Could you pick up the passage on body snatching in Virginia's medical history and continue it from its final sentence?

#### Given passage:
☆ ☆ ☆ ☆ ☆ ☆ ☆

Medical History in Virginia & the Role of Body Snatching:

 The narratives that accompany the history of medicine and of grave robbing are gruesome and disturbing. Particularly for the history of medicine in the 18th and 19th centuries here in Virginia, it is a topic that is racially charged. As medical schools were being established through the United States in the 18th century, the demand for bodies to dissect increased. The dissection of cadavers was a prevalent component to medical curriculum, but it was highly controversial. People viewed dissection of cadavers as “immoral, irreligious, and a posthumous disgrace.”1 Due to the overwhelming disapproval of dissection, and therefore the limited resources of bodies, many medical schools resorted to grave robbing.

 Grave robbing was outlawed in Virginia in 1848 and it was not the only state to outlaw this practice. Many of these laws called for fines or the imprisonment of those found guilty of grave robbing. This all changed in 1884 when a law was passed that allowed for medical schools to dissect the unclaimed bodies of jails and poorhouses. Up until 1884 however, many anatomical and medical professors relied on grave robbers, also known as “body snatchers,” or “resurrectionists” in the medical field, to obtain the bodies for their anatomical classes. This was the case here at the University of Virginia.

 Due to the ostracized nature of the profession, grave robbers were forced to practice at night as well as in remote gravesites. Grave robbers would typically dig a hole at the head of the grave, pry the coffin lid off, and then lift the body out; sometimes this process would take about an hour. Any personal belongings of the body were placed back in the grave. Grave robbing had a seasonal timeline; bodies were robbed from the months of November to March because the cold weather acted as a natural means in which to preserve the body. The process had to be quick and done in total secrecy.

☆ ☆ ☆ ☆ ☆ ☆ ☆

#### Data extract:
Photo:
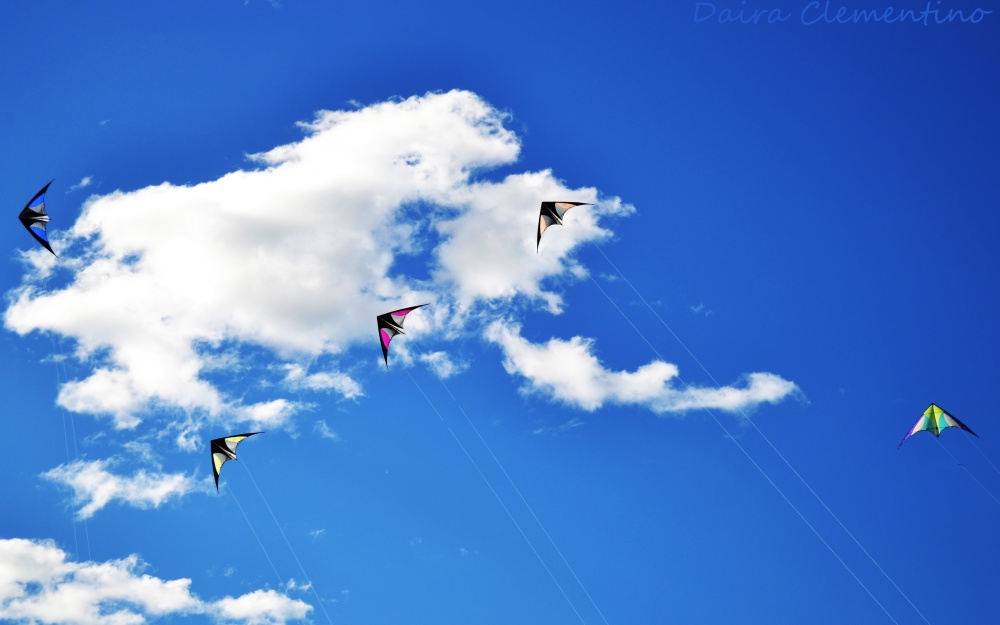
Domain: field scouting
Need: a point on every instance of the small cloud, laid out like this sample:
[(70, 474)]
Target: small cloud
[(269, 414), (324, 431), (569, 372), (296, 377), (42, 585), (84, 182), (700, 309), (95, 487)]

☆ ☆ ☆ ☆ ☆ ☆ ☆

#### Reply:
 In order to prevent family members’ bodies from becoming the victims of body snatching, some families purchased iron coffins to protect them after death or hired a guard to watch over the gravesite until the body had decomposed enough to render it useless by the medical field. The prevention of grave robbing came with a price and therefore the poor and marginalized of society became the targets of body snatching. In fact, it seems that many in American society did not object to the dissection of African Americans and the poor; their dissection was preferable to the dissection of the elite, white members of society. Even slave owners sold dead slave bodies to medical schools for dissection: as the property of a slave owner, even after death they were able to decide what they wanted to do with the body.

 Such was the environment in which the University of Virginia’s Anatomical Theatre operated within. Grave robbing was the main means through which many bodies were obtained for the anatomical lessons and more often than not, those bodies were the bodies of African Americans.


1. James O. Breeden, "Body Snatchers and Anatomy Professors: Medical Education in Nineteenth-Century Virginia." The Virginia Magazine of History and Biography 83, no. 3 (1975): 321.